─── Passage given

- Born: Steven Daniel Reuther November 2, 1951 St. Petersburg, Florida, U.S.
- Died: June 5, 2010 (aged 58) Santa Monica, California, U.S.
- Occupation: Producer
- Years active: 1986–2010
- Spouses: ; Helen Shaver ​ ​(m. 1979; div. 1982)​ ; Natalie Zimmerman ​ ​(m. 1989; div. 1993)​
- Children: 1

= Steven Reuther =

American film producer

Steven Daniel Reuther (November 2, 1951 – June 5, 2010) was an American producer and executive producer.

==Life and career==
Born in St. Petersburg, Florida, in his early twenties, Reuther was rendered quadriplegic in a motor accident; after ten years of rehabilitation, he made a full recovery. Reuther came to Los Angeles, California in the late 1970s. He landed his first job in the mailroom at William Morris Agency, quickly becoming the first assistant to Stan Kamen. Leveraging his relationship with Kamen, he worked with such stars as Donald Sutherland, Jon Voight, Goldie Hawn and Sally Field.

He became an expert in film finance and structured numerous movies, pioneering the use of Canadian tax structures.

──────

Tasks to complete –
- A) Condense the paragraph of the Steven Reuther biography that begins "Born in St. Petersburg, Florida," into a short bulleted list that keeps its main facts.
- B) Write out the part of the Steven Reuther biography that opens with the words containing "American film producer" and closes with "Canadian tax structures.".
- C) Extend the Steven Reuther biography, picking up after its final sentence about Canadian tax structures.
The data that comes next is drawn from a separate source.

─── Dataset excerpts

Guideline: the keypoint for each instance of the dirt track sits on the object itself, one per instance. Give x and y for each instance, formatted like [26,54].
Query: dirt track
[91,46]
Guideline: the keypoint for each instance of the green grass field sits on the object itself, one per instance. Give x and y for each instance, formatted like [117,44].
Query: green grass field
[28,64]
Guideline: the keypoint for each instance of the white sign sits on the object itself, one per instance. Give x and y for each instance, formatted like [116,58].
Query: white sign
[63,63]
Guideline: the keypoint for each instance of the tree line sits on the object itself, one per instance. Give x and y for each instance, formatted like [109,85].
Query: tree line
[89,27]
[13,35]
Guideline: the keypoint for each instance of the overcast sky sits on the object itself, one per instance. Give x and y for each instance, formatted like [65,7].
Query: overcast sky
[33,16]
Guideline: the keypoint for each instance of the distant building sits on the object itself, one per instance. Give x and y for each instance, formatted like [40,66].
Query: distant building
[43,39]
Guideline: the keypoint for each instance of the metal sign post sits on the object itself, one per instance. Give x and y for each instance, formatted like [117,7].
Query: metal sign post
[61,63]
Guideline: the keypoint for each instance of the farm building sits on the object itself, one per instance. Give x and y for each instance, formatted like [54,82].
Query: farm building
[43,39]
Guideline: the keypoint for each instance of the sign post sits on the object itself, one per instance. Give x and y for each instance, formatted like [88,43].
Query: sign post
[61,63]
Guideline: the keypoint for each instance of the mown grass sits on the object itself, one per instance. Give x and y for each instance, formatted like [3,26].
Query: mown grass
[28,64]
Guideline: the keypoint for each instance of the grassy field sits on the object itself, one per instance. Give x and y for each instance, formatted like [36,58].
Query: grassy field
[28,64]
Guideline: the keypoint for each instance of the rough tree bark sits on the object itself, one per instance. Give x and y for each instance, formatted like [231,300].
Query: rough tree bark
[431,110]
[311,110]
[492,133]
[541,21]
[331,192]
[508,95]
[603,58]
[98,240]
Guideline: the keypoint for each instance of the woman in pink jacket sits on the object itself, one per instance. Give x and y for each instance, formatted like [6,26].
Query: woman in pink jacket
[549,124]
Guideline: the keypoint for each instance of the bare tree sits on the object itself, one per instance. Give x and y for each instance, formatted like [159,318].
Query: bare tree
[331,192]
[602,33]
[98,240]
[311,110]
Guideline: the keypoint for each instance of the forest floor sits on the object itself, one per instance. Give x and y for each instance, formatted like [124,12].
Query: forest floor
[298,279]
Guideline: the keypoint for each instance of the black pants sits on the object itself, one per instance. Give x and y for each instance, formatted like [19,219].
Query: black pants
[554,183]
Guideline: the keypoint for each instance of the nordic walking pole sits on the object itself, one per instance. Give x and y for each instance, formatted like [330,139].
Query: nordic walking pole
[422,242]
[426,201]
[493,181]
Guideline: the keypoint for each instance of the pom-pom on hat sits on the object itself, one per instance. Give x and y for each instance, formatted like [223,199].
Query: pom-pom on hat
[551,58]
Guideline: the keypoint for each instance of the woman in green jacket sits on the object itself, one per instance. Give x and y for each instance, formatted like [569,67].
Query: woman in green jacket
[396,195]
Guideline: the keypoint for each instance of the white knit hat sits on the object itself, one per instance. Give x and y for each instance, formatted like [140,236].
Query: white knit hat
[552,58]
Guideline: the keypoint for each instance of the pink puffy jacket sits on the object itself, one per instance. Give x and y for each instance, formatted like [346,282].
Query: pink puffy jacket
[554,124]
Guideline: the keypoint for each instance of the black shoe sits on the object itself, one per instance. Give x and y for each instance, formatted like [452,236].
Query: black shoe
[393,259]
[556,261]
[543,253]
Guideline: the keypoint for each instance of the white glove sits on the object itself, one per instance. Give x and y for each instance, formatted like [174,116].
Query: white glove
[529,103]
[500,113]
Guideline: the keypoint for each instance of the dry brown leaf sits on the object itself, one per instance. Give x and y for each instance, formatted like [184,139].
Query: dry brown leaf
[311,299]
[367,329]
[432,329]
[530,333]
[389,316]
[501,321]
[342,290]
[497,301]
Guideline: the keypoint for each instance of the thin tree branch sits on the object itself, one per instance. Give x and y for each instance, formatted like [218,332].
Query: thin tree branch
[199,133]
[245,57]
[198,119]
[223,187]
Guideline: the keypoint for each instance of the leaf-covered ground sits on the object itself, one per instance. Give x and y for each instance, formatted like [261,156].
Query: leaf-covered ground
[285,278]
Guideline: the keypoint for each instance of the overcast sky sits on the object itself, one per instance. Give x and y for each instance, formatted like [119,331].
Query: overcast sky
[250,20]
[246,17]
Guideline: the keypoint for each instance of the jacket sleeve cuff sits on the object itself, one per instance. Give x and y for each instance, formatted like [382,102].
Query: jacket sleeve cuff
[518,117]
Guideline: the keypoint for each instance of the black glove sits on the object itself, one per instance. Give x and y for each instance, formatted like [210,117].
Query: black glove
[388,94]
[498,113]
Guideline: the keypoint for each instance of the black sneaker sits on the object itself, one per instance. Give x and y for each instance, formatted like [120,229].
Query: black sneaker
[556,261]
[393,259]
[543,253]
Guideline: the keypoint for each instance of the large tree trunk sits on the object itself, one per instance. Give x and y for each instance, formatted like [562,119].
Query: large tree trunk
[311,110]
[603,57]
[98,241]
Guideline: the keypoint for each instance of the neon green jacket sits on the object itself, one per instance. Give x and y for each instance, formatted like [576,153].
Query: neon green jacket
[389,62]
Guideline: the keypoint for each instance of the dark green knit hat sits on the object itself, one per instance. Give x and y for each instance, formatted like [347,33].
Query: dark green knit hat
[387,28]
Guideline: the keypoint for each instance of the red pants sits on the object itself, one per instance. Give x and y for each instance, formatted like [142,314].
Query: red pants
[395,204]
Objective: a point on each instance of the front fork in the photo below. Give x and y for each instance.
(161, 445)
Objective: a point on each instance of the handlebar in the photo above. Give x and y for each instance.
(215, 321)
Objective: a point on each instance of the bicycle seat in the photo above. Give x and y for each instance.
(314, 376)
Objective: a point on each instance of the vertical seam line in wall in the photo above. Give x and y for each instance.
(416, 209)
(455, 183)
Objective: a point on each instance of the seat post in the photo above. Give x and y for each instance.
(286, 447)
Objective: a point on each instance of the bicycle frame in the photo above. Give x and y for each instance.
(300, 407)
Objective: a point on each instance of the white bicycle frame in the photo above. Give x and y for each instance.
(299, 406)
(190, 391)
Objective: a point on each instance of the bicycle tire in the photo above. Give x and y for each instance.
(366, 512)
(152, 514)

──────

Per-task outputs –
- A)
- Born in St. Petersburg, Florida
- Left quadriplegic by a motor accident in his early twenties; fully recovered after ten years of rehabilitation
- Moved to Los Angeles, California, in the late 1970s
- First job in the mailroom at William Morris Agency; soon became first assistant to Stan Kamen
- Through Kamen, worked with stars including Donald Sutherland, Jon Voight, Goldie Hawn and Sally Field

- B)
American film producer

Steven Daniel Reuther (November 2, 1951 – June 5, 2010) was an American producer and executive producer.

==Life and career==
Born in St. Petersburg, Florida, in his early twenties, Reuther was rendered quadriplegic in a motor accident; after ten years of rehabilitation, he made a full recovery. Reuther came to Los Angeles, California in the late 1970s. He landed his first job in the mailroom at William Morris Agency, quickly becoming the first assistant to Stan Kamen. Leveraging his relationship with Kamen, he worked with such stars as Donald Sutherland, Jon Voight, Goldie Hawn and Sally Field.

He became an expert in film finance and structured numerous movies, pioneering the use of Canadian tax structures.

- C)
Reuther served as VP of Galactic Films, where he helped develop Adrian Lyne's 9½ Weeks. He then segued to Vestron Pictures in 1986, serving as the executive producer of Dirty Dancing and other pictures. He then partnered with Arnon Milchan at New Regency developing pictures including Sidney Lumet's Family Business, and The War of the Roses. He went on to produce and executive produce more than 35 films in partnership with Milchan, including the 1990 smash Pretty Woman, which launched Julia Roberts. In March 1994, Reuther announced that he had formed a new film production company, Douglas/Reuther Productions, in partnership with Michael Douglas. Douglas and Reuther also co-owned Constellation Films with German financer Bodo Scriba.

In 1998, Reuther created Bel-Air Entertainment, and served as its chairman and CEO. While at Bel-Air he was most proud of his movie Pay It Forward, whose title became entered everyday culture. He also shepherded Proof of Life, Sweet November, Rock Star and Collateral Damage.

His feature film credits include Dirty Dancing (1987), Pretty Woman (1990), Sommersby (1993), The Client (1994), and Face/Off (1997), The Rainmaker (1997) and Sweet November (2001)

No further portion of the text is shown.